There are number of factors that need to be taken in to account while preparing project related
details and evaluating same. Current research report is based on case study of Tech train that is
givng corporate training to the individuals that are employed in specific company. There are two
alternatives in front of firm either it can make use of services of its subsidiary company or can
make use of online education platform that is provided by other company. Proposal related to
both firms are discussed in detail in the report and in this regard project evaluation techniques
are applied on cash flows and it is identified that which of option will be better. Apart from this,
for each option different scenerios are given and in each scenerio project evaluation is done.
Hence, it can be said that scope of present research study is wide and lots of things are covered in
the report.
..............................
→ **TASK GOAL**:
In the passage about Tech train, what two options does the firm have?

Excerpts from a detection dataset:
..............................
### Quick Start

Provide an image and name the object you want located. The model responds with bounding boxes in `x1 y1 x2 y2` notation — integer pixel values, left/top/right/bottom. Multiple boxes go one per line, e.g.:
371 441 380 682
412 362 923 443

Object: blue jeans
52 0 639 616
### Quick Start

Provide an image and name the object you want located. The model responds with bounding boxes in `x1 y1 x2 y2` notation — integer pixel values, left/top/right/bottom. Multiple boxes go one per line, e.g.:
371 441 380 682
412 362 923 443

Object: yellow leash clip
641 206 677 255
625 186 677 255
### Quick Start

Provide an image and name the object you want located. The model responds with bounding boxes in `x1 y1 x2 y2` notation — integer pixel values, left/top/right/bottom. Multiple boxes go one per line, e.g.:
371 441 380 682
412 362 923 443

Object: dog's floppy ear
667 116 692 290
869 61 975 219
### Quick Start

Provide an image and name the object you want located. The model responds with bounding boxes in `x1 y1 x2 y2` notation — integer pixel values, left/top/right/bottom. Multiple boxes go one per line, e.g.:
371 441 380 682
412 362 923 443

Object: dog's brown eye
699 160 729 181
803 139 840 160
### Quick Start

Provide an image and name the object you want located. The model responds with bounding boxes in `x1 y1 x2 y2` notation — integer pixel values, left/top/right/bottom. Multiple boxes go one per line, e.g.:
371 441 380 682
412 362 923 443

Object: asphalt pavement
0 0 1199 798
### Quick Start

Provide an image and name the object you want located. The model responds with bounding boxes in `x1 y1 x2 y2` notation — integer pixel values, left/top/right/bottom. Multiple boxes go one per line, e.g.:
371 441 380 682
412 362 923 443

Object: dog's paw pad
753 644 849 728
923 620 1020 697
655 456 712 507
..............................
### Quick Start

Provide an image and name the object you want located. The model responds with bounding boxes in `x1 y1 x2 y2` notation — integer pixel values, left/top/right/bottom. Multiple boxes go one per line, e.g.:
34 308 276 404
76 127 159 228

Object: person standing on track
..............................
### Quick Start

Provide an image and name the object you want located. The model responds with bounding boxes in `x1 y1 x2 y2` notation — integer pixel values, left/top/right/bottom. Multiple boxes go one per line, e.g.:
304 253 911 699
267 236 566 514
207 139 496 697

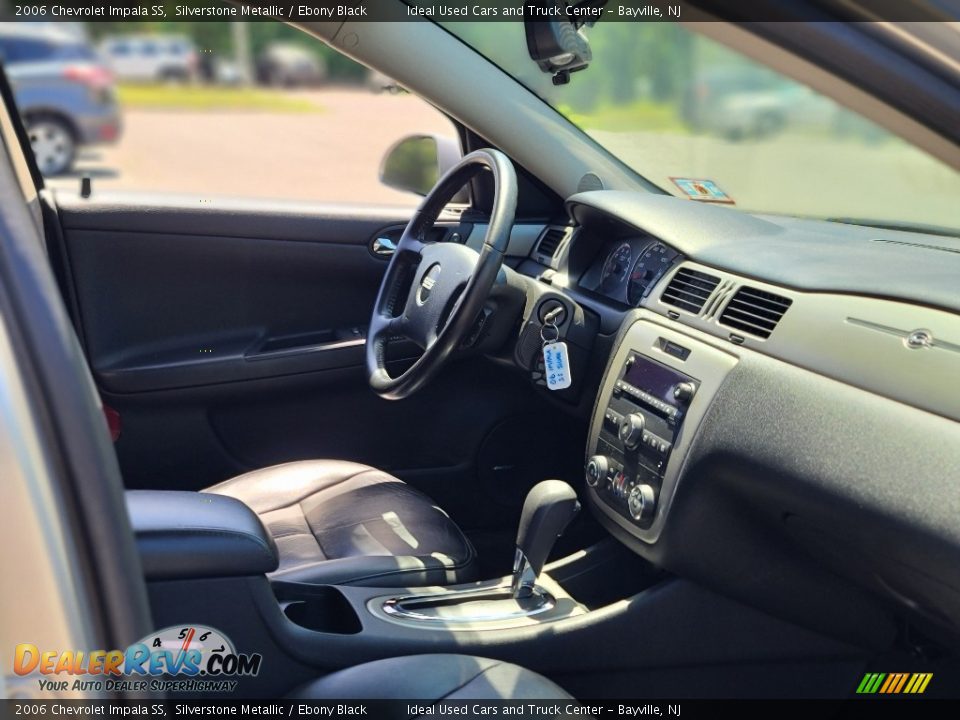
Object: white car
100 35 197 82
..............................
→ **OUTPUT**:
It can use the services of its subsidiary company or use an online education platform provided by another company.